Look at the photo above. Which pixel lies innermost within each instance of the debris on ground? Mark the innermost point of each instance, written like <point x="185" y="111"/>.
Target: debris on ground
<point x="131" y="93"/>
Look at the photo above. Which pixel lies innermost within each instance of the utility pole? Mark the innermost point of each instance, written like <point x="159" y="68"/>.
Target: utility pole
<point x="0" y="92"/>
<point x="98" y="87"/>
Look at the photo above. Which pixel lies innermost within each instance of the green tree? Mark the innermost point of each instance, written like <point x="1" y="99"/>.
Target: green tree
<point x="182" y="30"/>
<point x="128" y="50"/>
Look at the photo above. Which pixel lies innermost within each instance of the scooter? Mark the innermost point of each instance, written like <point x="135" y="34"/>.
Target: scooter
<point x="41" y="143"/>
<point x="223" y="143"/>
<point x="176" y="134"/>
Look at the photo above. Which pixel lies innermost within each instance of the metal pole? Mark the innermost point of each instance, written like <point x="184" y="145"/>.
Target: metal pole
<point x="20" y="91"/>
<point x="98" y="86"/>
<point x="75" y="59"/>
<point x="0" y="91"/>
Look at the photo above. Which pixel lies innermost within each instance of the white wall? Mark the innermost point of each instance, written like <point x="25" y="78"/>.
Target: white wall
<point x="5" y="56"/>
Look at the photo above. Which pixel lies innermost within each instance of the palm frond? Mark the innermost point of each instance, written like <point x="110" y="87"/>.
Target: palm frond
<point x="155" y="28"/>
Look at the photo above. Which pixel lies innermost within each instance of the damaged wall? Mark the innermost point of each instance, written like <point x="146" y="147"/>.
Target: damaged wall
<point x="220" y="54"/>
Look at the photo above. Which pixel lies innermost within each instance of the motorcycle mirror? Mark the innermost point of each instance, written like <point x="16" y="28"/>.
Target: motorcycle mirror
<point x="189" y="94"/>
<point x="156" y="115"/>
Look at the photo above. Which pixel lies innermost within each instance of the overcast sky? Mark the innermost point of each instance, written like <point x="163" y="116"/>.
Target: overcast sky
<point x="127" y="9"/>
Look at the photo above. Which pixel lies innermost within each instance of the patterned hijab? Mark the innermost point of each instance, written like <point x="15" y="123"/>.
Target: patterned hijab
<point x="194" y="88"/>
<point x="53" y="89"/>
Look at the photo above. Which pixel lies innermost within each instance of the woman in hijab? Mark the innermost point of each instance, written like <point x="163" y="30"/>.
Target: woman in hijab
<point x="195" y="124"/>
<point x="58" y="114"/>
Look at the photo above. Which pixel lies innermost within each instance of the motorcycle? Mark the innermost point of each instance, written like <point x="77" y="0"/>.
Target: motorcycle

##########

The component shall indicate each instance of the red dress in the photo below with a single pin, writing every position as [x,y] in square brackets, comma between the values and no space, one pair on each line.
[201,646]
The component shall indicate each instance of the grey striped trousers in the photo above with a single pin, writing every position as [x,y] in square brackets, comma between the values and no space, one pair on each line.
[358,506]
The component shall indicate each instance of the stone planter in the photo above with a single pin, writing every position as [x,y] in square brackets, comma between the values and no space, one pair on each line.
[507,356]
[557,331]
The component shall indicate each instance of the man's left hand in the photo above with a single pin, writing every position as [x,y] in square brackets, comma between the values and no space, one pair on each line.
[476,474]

##########

### TASK DESCRIPTION
List each line of the data above that contains the word "utility". Case counts.

### PROBLEM SOLUTION
Look at the photo above. Which pixel lies innermost within each instance of the utility pole? Mark the innermost point of each instance, written like <point x="159" y="68"/>.
Target: utility pole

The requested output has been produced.